[Data records]
▽

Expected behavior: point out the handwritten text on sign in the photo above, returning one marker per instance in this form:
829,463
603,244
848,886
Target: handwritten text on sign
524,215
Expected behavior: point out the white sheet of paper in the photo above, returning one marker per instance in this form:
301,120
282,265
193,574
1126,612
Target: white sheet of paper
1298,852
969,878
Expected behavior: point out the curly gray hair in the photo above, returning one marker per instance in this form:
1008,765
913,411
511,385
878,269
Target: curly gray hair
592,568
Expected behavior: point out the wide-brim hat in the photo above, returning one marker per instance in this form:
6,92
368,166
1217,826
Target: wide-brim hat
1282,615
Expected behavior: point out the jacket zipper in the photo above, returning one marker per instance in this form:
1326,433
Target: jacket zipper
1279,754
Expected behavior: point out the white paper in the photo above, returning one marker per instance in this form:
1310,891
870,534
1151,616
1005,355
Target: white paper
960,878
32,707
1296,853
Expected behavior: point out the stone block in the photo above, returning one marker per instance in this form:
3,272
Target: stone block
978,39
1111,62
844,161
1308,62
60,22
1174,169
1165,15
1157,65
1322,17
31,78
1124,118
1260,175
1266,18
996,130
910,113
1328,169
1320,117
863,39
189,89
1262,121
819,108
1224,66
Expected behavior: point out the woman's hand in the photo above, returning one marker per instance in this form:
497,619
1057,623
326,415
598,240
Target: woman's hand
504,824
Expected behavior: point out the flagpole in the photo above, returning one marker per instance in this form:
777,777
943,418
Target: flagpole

△

### Problem requirements
Copy out every line of the entries above, changing nothing.

### The answer
Expected behavior: point out the handwritten text on sign in the photo above, returning one marker per instance in this form:
829,463
603,244
848,886
Target: handwritten text on sign
524,215
Expected behavior: point out the white sheet of paper in the photo above, returning one marker per instance in this form:
301,120
282,265
193,574
1126,612
Target: white sheet of paper
1298,852
969,878
Expected behavior: point out the curly gray hair in the photo above, returning one marker per instance in this form:
1008,765
913,411
511,385
878,269
Target: curly gray hair
592,568
Expected behavior: point out the wide-brim hat in the photo above, returning one marker per instance in this form:
6,92
368,166
1217,826
Target: wide-brim hat
1282,615
Expected behavior: point out the jacket zipper in the photo above, returning one marker per instance in this form:
1326,433
Target: jacket zipper
1279,754
Expected behavior: point out the white paper in the photo above, returning one marker per instance in this form:
1310,891
870,534
1151,616
1005,355
Target: white paper
960,878
32,707
1296,853
Expected behavior: point out the stone block in the photo above, returning one marker per instance in this form:
3,272
Target: stone block
978,39
1111,62
844,161
1308,62
60,22
1174,169
1165,15
1157,65
1322,17
31,78
1124,118
1260,175
1266,18
996,130
910,113
1328,169
1320,117
863,39
189,89
1262,121
819,108
1224,66
Expected behavior: point out the woman's hand in the photo above, returning one marker per instance in this form:
497,619
1057,623
326,415
598,240
Target: woman's hand
504,824
Expected behavior: point out the flagpole in the photo above, returning one marker per instance in this form:
777,777
943,418
Target: flagpole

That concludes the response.